◆ Short exercise ◆
Starting at the line that contains "white outbuilding, the", quote each line exactly through the last line of the entries, both included.

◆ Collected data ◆

━━━━━━━━━━━━━━━━━━━━━━━━━━━━━━

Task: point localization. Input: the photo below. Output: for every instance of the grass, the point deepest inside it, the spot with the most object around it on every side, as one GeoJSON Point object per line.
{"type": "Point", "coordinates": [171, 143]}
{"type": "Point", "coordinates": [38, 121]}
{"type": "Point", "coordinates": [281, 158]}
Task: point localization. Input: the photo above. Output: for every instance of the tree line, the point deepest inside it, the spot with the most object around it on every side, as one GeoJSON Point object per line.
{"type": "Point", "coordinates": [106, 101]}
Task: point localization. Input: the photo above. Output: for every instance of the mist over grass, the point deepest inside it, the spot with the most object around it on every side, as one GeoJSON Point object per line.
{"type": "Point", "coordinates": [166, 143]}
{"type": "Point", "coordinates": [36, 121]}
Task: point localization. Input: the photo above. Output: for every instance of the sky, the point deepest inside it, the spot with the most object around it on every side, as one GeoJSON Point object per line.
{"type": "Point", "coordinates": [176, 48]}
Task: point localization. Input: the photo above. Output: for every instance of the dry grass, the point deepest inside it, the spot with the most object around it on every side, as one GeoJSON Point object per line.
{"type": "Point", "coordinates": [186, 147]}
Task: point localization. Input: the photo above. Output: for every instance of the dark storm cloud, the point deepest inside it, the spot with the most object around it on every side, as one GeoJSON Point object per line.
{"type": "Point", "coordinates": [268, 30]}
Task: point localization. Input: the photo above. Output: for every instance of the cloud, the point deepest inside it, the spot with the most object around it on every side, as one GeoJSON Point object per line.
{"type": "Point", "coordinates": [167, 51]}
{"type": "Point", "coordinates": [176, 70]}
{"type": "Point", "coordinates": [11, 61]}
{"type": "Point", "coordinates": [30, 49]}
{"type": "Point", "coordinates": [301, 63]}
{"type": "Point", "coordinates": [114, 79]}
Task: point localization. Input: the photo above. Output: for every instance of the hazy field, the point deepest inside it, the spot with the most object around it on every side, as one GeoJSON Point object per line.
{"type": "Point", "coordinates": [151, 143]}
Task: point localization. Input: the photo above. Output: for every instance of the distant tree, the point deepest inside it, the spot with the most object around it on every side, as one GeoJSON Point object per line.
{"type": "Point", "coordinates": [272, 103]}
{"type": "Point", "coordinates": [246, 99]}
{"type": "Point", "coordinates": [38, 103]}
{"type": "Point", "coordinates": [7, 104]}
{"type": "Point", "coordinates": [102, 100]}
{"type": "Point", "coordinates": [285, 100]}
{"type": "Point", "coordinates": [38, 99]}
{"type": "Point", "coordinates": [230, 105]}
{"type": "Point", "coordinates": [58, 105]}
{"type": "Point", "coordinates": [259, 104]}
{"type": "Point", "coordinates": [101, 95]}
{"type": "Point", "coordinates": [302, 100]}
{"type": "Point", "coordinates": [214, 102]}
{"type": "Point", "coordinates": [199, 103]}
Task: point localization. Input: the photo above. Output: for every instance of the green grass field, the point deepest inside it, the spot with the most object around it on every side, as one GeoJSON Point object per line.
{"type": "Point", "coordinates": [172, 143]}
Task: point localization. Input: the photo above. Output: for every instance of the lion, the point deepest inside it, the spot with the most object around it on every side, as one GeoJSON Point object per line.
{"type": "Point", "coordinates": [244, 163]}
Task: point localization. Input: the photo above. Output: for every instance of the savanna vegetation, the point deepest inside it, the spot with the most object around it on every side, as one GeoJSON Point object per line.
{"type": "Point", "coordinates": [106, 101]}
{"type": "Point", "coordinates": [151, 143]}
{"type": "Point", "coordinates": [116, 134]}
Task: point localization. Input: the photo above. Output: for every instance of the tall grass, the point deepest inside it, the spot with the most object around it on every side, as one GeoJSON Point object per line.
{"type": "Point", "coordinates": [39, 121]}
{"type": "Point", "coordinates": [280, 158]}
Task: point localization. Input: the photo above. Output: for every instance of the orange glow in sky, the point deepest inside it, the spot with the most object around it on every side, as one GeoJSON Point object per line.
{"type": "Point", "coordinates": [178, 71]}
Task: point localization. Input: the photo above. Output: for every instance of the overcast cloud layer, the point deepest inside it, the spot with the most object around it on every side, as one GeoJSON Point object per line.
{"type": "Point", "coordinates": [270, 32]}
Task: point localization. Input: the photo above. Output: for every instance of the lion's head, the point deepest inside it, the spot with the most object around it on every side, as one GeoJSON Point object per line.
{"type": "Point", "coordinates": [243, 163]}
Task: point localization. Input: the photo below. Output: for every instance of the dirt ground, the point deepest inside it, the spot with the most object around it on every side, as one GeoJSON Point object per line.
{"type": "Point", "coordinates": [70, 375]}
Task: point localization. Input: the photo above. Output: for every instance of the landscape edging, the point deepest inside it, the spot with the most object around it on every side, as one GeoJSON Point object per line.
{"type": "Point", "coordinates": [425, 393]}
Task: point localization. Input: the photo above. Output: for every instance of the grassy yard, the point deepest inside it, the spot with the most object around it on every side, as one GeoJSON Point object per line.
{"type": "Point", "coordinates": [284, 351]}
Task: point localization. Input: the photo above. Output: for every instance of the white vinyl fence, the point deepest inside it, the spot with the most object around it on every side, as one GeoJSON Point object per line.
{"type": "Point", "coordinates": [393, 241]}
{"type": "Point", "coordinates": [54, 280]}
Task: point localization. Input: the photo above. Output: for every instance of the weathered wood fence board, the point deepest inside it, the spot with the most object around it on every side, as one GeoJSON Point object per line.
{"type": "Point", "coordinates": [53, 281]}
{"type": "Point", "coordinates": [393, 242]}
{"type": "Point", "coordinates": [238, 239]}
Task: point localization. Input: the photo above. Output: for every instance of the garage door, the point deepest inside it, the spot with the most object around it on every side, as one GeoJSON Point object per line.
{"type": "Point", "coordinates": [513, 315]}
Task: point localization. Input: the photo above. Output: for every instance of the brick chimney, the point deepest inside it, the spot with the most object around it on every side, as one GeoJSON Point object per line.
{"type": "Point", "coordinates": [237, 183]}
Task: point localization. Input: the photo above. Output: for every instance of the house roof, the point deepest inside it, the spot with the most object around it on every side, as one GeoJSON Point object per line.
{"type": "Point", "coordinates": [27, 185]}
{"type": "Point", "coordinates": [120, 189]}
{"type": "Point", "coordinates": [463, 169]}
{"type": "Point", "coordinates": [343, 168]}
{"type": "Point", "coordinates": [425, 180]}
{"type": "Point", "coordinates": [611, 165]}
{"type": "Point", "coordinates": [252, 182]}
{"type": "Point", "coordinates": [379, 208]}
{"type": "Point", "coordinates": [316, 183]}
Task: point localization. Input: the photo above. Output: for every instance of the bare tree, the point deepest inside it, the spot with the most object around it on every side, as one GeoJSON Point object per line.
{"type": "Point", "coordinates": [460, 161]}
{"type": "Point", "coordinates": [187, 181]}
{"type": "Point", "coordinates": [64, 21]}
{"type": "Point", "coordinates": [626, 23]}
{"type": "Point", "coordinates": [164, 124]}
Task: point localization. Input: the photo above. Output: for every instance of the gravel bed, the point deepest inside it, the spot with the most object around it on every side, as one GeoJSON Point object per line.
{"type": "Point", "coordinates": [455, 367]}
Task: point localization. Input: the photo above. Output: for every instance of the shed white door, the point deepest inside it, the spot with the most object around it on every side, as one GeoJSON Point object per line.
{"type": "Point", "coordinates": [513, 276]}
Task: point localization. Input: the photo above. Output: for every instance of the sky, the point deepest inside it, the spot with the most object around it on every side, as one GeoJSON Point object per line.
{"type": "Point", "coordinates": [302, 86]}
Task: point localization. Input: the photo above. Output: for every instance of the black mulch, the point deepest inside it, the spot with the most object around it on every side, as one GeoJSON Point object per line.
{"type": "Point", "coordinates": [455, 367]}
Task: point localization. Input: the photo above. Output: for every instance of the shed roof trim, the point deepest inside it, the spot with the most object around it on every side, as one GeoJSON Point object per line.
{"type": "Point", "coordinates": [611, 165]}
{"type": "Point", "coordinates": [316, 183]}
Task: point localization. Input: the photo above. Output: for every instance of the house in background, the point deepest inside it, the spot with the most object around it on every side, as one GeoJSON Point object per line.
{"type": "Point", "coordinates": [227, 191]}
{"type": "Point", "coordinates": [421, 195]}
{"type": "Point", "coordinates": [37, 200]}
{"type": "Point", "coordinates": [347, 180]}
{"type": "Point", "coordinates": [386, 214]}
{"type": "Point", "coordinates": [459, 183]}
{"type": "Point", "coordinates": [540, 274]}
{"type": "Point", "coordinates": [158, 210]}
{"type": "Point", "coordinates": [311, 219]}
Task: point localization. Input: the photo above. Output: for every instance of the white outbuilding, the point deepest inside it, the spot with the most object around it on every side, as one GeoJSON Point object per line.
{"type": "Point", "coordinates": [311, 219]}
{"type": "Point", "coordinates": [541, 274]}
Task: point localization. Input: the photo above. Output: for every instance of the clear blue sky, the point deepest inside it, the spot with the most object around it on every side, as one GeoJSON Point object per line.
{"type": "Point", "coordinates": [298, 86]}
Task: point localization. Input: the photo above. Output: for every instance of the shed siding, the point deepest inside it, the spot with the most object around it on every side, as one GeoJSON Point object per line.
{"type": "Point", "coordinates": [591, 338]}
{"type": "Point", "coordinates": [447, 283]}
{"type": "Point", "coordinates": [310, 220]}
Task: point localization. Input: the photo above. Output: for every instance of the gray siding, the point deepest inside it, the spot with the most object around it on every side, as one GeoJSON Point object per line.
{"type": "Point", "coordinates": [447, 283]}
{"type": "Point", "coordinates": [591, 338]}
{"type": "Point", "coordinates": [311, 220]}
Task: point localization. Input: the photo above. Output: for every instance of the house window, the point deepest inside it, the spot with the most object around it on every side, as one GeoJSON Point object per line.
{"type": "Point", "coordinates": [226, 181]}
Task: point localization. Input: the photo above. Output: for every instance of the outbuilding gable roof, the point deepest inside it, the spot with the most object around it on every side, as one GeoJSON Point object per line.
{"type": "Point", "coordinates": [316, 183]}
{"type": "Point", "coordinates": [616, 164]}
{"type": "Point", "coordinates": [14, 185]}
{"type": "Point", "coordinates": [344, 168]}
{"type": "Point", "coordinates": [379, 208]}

━━━━━━━━━━━━━━━━━━━━━━━━━━━━━━

◆ Response for this exercise ◆
Task: point localization. Input: the photo above. Output: for every instance of the white outbuilding, the point deepest inside it, the spot with the most object around it on every side, as one GeoJSON Point object per line.
{"type": "Point", "coordinates": [311, 219]}
{"type": "Point", "coordinates": [541, 274]}
Task: point localization. Input: the photo above. Output: for every instance of the clear blue sky, the point deepest inside it, the spot with the most object around it on every side, as one GeoJSON Point object per line.
{"type": "Point", "coordinates": [298, 86]}
Task: point localization. Input: the photo above. Output: for every instance of the shed siding, the point deepest inside it, the spot with the most object around it on every side, as one GeoJSON Point object per line.
{"type": "Point", "coordinates": [591, 338]}
{"type": "Point", "coordinates": [447, 283]}
{"type": "Point", "coordinates": [310, 220]}
Task: point localization. Input: the photo above. Output: for every instance of the gray siding, the point deepest inside it, the spot with the most object around it on every side, as one GeoJSON Point object per line.
{"type": "Point", "coordinates": [447, 283]}
{"type": "Point", "coordinates": [591, 338]}
{"type": "Point", "coordinates": [311, 220]}
Task: point localization. Input: the photo above. Output: for every instance of the house window, the point deepest inside it, the spot with the most object around it on every side, as one GeoJSON Point object per line.
{"type": "Point", "coordinates": [226, 181]}
Task: point localization. Input: the photo above. Output: for every instance of the outbuilding gable roof, the point deepest inside it, the spot with the most object around it on every side, as one GeoJSON Point object per line.
{"type": "Point", "coordinates": [316, 183]}
{"type": "Point", "coordinates": [616, 164]}
{"type": "Point", "coordinates": [14, 185]}
{"type": "Point", "coordinates": [344, 168]}
{"type": "Point", "coordinates": [379, 208]}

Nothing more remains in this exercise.